● **WHAT YOU NEED TO DO**
Copy the rows below word for word.
--- start DATASET ENTRIES ---
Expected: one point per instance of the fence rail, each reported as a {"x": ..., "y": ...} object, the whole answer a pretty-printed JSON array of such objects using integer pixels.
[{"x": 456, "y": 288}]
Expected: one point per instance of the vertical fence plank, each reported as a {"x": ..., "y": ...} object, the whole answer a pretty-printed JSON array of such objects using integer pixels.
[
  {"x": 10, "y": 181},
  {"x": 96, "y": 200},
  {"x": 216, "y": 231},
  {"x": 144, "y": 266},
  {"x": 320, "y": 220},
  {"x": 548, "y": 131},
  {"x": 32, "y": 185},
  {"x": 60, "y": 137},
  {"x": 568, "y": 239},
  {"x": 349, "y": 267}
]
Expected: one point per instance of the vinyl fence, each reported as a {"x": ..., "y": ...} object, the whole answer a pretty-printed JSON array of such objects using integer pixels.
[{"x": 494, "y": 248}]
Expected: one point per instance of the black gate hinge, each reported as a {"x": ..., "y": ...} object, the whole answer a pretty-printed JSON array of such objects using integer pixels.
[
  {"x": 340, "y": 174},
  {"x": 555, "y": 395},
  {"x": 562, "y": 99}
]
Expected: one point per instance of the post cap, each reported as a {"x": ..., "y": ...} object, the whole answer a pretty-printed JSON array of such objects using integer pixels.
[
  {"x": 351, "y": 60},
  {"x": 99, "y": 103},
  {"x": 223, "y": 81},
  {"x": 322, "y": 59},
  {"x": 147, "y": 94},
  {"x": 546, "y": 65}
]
--- end DATASET ENTRIES ---
● **WORKED ANSWER**
Expected: one point per instance of the fence rail, each reported as a {"x": ..., "y": ...} object, the whole answer a pretty-printed JSON array of such objects using integer pixels.
[{"x": 456, "y": 288}]
Expected: one point per instance of the vertical fence plank, each reported as a {"x": ..., "y": ...} object, the whole answer a pretty-printed JSON array of such objects using integer pixels.
[
  {"x": 10, "y": 181},
  {"x": 96, "y": 200},
  {"x": 216, "y": 231},
  {"x": 144, "y": 266},
  {"x": 320, "y": 220},
  {"x": 548, "y": 131},
  {"x": 32, "y": 185},
  {"x": 60, "y": 137},
  {"x": 568, "y": 239},
  {"x": 349, "y": 267}
]
Expected: one point per instance of the vinyl fence, each reported as a {"x": ..., "y": ...} object, the whole answer a pretty-printed JSON array of such objects using integer pixels.
[{"x": 494, "y": 248}]
Expected: one point per instance of the black gate hinge, each reported as a {"x": ..., "y": ...} object, the whole answer a pretty-printed JSON array of such objects using integer pixels.
[
  {"x": 340, "y": 174},
  {"x": 555, "y": 395},
  {"x": 562, "y": 99}
]
Expected: one point per instance of the post cap, each reported as a {"x": ..., "y": ...} object, the whole answer a pretty-printed JSON array of such objects using integer pixels.
[
  {"x": 351, "y": 60},
  {"x": 99, "y": 103},
  {"x": 223, "y": 81},
  {"x": 322, "y": 59},
  {"x": 147, "y": 94},
  {"x": 546, "y": 65}
]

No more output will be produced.